Exercise: Copy everything from the start of the records down to the line containing "91, 233, 147]]", both ends included, swapping "spectator" for "onlooker" and changing nothing else. Leave the pictures out of your copy.

(Detection annotation records)
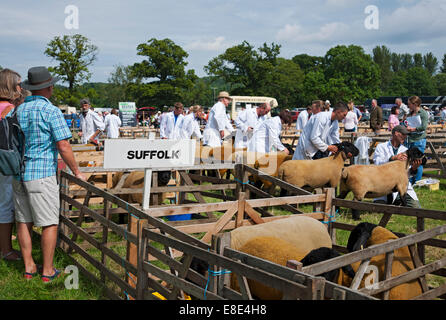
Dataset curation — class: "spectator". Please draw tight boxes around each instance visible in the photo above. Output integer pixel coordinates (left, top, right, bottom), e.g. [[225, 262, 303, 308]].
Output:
[[160, 102, 184, 139], [79, 98, 105, 145], [13, 67, 86, 282], [104, 109, 122, 139], [370, 99, 384, 134], [293, 102, 348, 160], [296, 106, 311, 131], [0, 69, 23, 261], [234, 103, 271, 149], [388, 105, 400, 131], [373, 125, 421, 208], [404, 96, 429, 184], [395, 98, 409, 121], [311, 100, 324, 117], [342, 103, 358, 132], [248, 110, 292, 154], [203, 91, 233, 147]]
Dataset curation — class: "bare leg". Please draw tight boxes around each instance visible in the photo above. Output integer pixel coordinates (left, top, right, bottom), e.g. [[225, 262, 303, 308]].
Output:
[[17, 222, 37, 273], [41, 225, 58, 276]]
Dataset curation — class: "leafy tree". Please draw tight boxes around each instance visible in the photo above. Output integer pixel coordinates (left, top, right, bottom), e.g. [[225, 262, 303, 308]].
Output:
[[45, 34, 98, 93], [373, 46, 392, 91], [433, 73, 446, 96], [423, 52, 438, 76], [401, 53, 414, 70], [204, 41, 280, 95], [407, 67, 436, 96], [263, 58, 305, 108], [292, 54, 324, 73], [390, 52, 401, 72], [440, 53, 446, 73], [413, 53, 423, 68], [324, 45, 380, 101], [128, 38, 197, 106]]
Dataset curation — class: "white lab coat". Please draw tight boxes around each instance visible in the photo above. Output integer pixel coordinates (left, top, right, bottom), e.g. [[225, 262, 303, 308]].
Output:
[[296, 110, 310, 130], [373, 140, 418, 201], [160, 111, 184, 139], [234, 108, 265, 148], [293, 111, 341, 160], [178, 113, 203, 139], [248, 116, 285, 153], [104, 114, 122, 138], [79, 109, 105, 144], [203, 101, 234, 147]]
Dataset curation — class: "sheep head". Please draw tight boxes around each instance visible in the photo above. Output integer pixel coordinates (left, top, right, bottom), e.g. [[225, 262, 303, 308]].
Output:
[[406, 147, 427, 167], [300, 247, 355, 283], [347, 222, 377, 252]]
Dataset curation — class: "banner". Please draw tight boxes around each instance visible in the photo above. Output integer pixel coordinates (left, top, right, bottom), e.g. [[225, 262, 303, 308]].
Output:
[[119, 102, 138, 127], [104, 139, 196, 169]]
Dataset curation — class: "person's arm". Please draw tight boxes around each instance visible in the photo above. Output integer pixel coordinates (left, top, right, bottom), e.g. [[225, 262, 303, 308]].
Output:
[[56, 140, 87, 181]]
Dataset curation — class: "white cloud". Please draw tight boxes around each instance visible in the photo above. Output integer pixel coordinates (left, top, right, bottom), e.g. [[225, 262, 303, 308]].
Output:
[[185, 37, 231, 51]]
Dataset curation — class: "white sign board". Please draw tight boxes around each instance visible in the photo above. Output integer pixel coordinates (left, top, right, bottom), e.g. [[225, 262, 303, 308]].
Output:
[[104, 139, 196, 169]]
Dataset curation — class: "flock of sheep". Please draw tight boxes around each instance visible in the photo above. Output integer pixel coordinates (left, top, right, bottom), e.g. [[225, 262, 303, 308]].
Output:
[[109, 142, 428, 299]]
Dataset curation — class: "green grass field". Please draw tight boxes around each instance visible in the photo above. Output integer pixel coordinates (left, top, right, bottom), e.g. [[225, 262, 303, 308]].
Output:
[[0, 180, 446, 300]]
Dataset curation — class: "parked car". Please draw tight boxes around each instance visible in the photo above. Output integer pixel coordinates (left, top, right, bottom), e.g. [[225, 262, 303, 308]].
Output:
[[290, 110, 299, 122]]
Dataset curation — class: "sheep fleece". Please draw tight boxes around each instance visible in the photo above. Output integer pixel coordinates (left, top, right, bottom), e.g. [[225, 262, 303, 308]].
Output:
[[344, 226, 422, 300]]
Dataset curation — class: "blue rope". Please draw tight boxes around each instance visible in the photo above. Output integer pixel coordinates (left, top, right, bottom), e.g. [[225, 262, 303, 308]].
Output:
[[234, 178, 250, 184], [204, 268, 231, 300]]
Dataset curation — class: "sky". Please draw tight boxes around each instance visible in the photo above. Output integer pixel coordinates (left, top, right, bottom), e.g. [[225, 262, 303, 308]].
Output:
[[0, 0, 446, 82]]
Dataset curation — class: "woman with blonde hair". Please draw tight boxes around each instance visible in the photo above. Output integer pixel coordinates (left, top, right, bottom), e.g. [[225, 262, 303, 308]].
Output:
[[0, 69, 23, 261], [404, 96, 429, 184]]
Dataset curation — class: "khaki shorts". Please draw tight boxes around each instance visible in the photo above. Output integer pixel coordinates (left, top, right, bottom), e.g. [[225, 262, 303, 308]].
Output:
[[12, 176, 60, 227]]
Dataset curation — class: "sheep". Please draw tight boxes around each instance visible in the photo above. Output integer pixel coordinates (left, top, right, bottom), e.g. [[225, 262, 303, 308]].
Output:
[[338, 147, 425, 220], [183, 215, 332, 299], [112, 171, 172, 204], [347, 222, 422, 300], [278, 142, 359, 189]]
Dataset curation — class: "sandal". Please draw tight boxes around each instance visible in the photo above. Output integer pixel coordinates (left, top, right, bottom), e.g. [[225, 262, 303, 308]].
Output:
[[42, 268, 60, 282], [2, 249, 22, 261], [23, 264, 42, 280]]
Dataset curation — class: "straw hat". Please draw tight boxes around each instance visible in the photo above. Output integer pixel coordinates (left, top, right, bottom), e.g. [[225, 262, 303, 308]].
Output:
[[217, 91, 232, 100]]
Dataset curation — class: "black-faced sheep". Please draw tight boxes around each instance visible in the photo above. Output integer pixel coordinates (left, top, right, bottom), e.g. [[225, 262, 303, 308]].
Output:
[[338, 147, 425, 220], [278, 142, 359, 189], [347, 222, 422, 300]]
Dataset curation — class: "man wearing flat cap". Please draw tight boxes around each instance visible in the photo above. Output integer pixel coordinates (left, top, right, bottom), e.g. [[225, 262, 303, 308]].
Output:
[[364, 125, 421, 220], [13, 67, 86, 282], [203, 91, 234, 147]]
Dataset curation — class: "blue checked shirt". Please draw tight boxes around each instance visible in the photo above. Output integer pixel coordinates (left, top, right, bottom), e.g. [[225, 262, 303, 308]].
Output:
[[17, 96, 71, 181]]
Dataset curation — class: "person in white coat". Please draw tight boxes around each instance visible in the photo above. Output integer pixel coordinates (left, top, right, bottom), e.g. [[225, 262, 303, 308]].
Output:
[[248, 110, 292, 154], [234, 103, 271, 149], [373, 125, 421, 208], [104, 109, 122, 139], [293, 102, 348, 160], [78, 99, 105, 145], [203, 91, 233, 147], [160, 102, 184, 139], [296, 106, 312, 131], [179, 105, 203, 140]]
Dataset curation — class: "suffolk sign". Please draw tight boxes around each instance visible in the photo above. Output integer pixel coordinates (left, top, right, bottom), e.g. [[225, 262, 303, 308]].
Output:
[[104, 139, 196, 169]]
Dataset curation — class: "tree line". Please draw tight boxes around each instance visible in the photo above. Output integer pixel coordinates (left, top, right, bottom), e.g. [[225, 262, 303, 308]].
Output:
[[39, 34, 446, 108]]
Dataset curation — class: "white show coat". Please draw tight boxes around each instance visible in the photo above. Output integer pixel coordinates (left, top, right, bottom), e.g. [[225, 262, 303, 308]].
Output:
[[79, 109, 105, 144], [203, 101, 234, 147], [248, 116, 285, 153], [373, 140, 418, 201], [160, 111, 184, 139], [178, 113, 203, 139], [293, 111, 341, 160], [296, 110, 310, 130], [104, 114, 122, 138], [234, 108, 265, 148]]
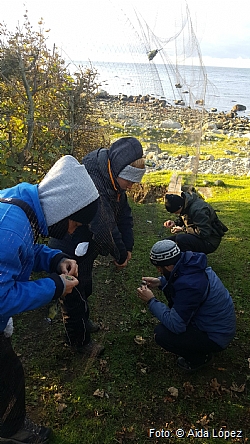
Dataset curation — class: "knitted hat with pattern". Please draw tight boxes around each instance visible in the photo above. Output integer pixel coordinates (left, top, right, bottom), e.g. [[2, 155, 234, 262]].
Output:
[[150, 239, 181, 267]]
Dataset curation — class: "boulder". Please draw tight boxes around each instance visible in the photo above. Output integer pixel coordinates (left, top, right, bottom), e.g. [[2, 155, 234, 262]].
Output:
[[159, 119, 182, 129], [231, 103, 247, 112]]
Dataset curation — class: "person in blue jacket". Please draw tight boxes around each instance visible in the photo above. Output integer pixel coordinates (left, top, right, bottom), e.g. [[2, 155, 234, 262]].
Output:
[[49, 137, 145, 354], [137, 239, 236, 372], [0, 156, 99, 444]]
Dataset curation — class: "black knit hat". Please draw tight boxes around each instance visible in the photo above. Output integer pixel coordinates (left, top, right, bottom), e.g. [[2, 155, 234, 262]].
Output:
[[165, 194, 185, 213], [150, 239, 181, 267]]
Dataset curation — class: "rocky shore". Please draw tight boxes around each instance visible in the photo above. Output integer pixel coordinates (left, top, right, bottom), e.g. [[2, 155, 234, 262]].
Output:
[[98, 94, 250, 176]]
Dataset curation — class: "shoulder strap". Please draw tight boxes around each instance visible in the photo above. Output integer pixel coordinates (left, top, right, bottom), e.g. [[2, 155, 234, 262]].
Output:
[[0, 197, 40, 243]]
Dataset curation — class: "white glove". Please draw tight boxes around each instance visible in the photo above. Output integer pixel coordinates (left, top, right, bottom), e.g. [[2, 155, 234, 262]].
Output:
[[4, 318, 14, 338]]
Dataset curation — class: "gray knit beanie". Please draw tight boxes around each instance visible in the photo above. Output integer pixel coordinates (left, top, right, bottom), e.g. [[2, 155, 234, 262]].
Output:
[[150, 239, 181, 267], [38, 156, 99, 227]]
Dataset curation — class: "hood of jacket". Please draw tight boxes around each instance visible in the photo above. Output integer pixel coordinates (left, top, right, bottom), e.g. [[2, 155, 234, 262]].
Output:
[[38, 155, 99, 227], [108, 137, 143, 178], [181, 192, 200, 214]]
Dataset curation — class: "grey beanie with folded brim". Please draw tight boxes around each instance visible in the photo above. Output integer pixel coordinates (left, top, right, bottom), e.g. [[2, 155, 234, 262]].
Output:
[[38, 155, 99, 227]]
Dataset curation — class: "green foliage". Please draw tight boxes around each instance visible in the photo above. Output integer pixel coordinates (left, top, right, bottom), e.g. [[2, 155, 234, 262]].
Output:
[[13, 174, 250, 444], [0, 14, 109, 188]]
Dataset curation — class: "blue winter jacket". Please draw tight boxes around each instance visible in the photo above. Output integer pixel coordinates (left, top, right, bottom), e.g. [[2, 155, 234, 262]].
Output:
[[149, 251, 236, 348], [0, 183, 65, 332]]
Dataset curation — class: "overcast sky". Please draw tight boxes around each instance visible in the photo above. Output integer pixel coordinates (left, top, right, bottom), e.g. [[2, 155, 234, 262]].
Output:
[[0, 0, 250, 68]]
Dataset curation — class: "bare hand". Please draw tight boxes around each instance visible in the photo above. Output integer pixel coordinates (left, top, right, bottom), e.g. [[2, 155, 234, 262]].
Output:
[[171, 226, 183, 234], [60, 259, 78, 277], [114, 259, 128, 271], [142, 277, 161, 288], [137, 285, 154, 302], [163, 220, 175, 228], [60, 274, 79, 296], [127, 251, 132, 261]]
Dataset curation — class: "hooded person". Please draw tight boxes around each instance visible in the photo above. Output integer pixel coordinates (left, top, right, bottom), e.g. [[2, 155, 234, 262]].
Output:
[[164, 192, 228, 254], [137, 239, 236, 372], [0, 156, 99, 444], [49, 137, 145, 351]]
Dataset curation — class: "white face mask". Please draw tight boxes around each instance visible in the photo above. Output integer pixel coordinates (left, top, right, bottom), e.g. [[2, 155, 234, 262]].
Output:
[[75, 242, 89, 256]]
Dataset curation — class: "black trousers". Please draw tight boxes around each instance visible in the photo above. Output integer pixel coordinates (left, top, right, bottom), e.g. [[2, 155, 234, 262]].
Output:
[[155, 324, 223, 365], [0, 333, 26, 438], [167, 233, 220, 254]]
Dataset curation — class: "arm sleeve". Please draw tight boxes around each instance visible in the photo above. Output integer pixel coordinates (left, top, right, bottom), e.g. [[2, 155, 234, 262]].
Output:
[[0, 236, 64, 321], [33, 244, 67, 273], [186, 208, 212, 239], [149, 298, 186, 334]]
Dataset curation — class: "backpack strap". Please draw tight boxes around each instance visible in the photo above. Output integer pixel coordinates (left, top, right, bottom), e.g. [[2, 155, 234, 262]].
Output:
[[0, 197, 40, 243]]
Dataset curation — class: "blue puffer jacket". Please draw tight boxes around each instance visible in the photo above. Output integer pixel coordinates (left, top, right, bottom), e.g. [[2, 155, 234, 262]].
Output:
[[149, 251, 236, 348], [82, 137, 143, 264], [0, 183, 65, 332]]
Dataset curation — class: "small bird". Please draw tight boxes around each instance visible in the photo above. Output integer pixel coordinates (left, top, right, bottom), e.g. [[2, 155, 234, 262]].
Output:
[[147, 48, 162, 61]]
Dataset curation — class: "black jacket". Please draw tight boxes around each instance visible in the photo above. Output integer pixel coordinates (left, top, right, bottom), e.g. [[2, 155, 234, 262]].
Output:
[[176, 192, 226, 248], [82, 137, 143, 264]]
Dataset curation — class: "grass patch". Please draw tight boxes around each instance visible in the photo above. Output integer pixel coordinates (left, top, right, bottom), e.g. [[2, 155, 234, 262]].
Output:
[[13, 172, 250, 444]]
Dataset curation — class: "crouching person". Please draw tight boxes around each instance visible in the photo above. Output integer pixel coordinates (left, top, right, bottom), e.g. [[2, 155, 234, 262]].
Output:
[[137, 239, 236, 372]]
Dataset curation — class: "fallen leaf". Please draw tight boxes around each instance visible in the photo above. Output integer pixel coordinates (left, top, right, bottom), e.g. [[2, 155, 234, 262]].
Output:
[[210, 378, 221, 395], [163, 396, 175, 402], [56, 402, 67, 413], [168, 387, 179, 398], [134, 336, 146, 345], [230, 382, 246, 393], [93, 389, 105, 398], [196, 415, 209, 427], [183, 381, 194, 396]]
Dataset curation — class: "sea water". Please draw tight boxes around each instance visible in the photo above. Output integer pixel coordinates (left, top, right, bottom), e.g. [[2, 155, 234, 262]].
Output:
[[75, 61, 250, 117]]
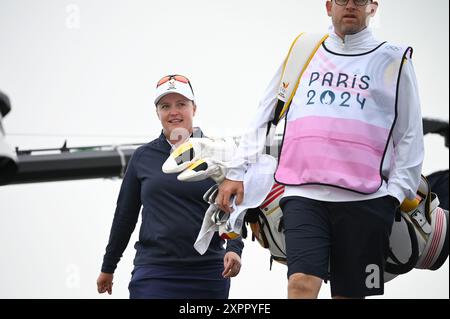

Response below:
Dataset curation — class: "onlooker". Please draw tight boxes around each instance visible in the photo above. Output integer pixel coordinates (left, top, right, bottom), e.g. [[225, 262, 303, 308]].
Output:
[[160, 102, 184, 139], [79, 98, 105, 145], [13, 67, 86, 282], [104, 109, 122, 139], [370, 99, 384, 134], [293, 102, 348, 160], [296, 106, 311, 131], [0, 69, 23, 261], [234, 103, 271, 149], [388, 105, 400, 131], [373, 125, 421, 208], [404, 96, 429, 184], [395, 98, 409, 121], [311, 100, 324, 117], [342, 103, 358, 132], [248, 110, 292, 154], [203, 91, 233, 147]]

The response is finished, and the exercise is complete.